Rewrite the stretch of the excerpted text from "Diabetes and the" through "should be investigated.", changing "kidney" to "renal".

* [Excerpted text]:
#####
Cardiovascular diseases

By 2020, CVD will be a leading cause of death. The number of deaths due to CVD is projected to pass 20 million year-1. Contrary to earlier beliefs, CVD is not confined to developed countries; developing economies such as India and China together account for more deaths due to CVD than the developed countries of the world combined. Soy proteins reduce the risk of heart stroke, heart arrest, atherosclerosis and so on. Anderson et al. (1995) conducted a meta-analysis of the effects of soy protein intake on serum lipids. They found that an average consumption of 47 g day-1 soy protein led to a significant reduction in total cholesterol (9%), low-density lipoprotein (LDL) cholesterol (13%) and triglycerides (11%). Subsequently, a meta-analysis of eight randomized controlled trials in human subjects attributed these lipid-lowering effects to soy isoflavones (Zhou et al., 2004).

However, contradictions persist concerning the potential mechanisms of the lipid-lowering actions of soy isoflavones. Oxidative damage to the cellular lipids is a significant contributor to the development of CVD. Lipid peroxidation of PUFA is associated with the formation of hydroperoxides, free-radical intermediates and secondary oxidation products, which are excreted in urine. Fritz et al. (2003) found very low concentrations of secondary lipid oxidation products - aldehydes and carbonyl compounds (the biomarkers of lipid peroxidation) - in the urinary excretions of ten healthy women who were fed dietary soy isoflavones. This study implicated the role of in vivo antioxidant activities of soy isoflavones in reducing the risk of CVD. Apart from LDL cholesterol, high-density lipoprotein (HDL) cholesterol, total cholesterol and apolipoproteins play no less an important role in predicting heart diseases. People with a normal LDL cholesterol level but high levels of apolipoprotein B are at high risk for CVD. Apo-lipoprotein A-1 provides a protective effect against heart attack similar to that of HDL cholesterol. Some clinical studies have speculated about the role of soy isoflavones in reducing the risk of CVD by modulating levels of apolipoproteins, but the reports were inconsistent (Psuka et al., 2002; Hall et al., 2006; McVeigh et al., 2006).

Diabetes and the renal diseases

Type 2 diabetes is reaching epidemic proportions worldwide, with developing country such as India alone accounting for 40 million patients. Studies have suggested a role for isoflavones in reducing the risk of the disease (Jayagopal et al., 2002; Ali et al., 2005; Nordentoft et al., 2008). Chronic kidney disease is also increasing at a rapid rate consequent to the increasing incidence of diabetes. Stephenson et al. (2005) reported that 40% of new cases of renal disease are related to diabetes. While reviewing studies pertaining to the beneficial effects of soy protein consumption for renal function, Anderson (2008) concluded that the role of soy isoflavones and soy peptides in improving renal function in diabetic neuropathy should be investigated.
#####
* [Data]:
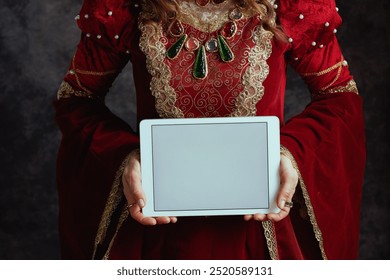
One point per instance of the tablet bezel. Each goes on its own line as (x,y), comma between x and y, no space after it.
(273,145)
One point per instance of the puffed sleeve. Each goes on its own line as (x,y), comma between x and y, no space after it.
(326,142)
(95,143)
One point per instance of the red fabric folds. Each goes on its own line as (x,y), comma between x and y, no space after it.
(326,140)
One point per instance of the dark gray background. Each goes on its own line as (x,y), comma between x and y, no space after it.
#####
* [Output]:
Diabetes and the renal diseases

Type 2 diabetes is reaching epidemic proportions worldwide, with developing country such as India alone accounting for 40 million patients. Studies have suggested a role for isoflavones in reducing the risk of the disease (Jayagopal et al., 2002; Ali et al., 2005; Nordentoft et al., 2008). Chronic renal disease is also increasing at a rapid rate consequent to the increasing incidence of diabetes. Stephenson et al. (2005) reported that 40% of new cases of renal disease are related to diabetes. While reviewing studies pertaining to the beneficial effects of soy protein consumption for renal function, Anderson (2008) concluded that the role of soy isoflavones and soy peptides in improving renal function in diabetic neuropathy should be investigated.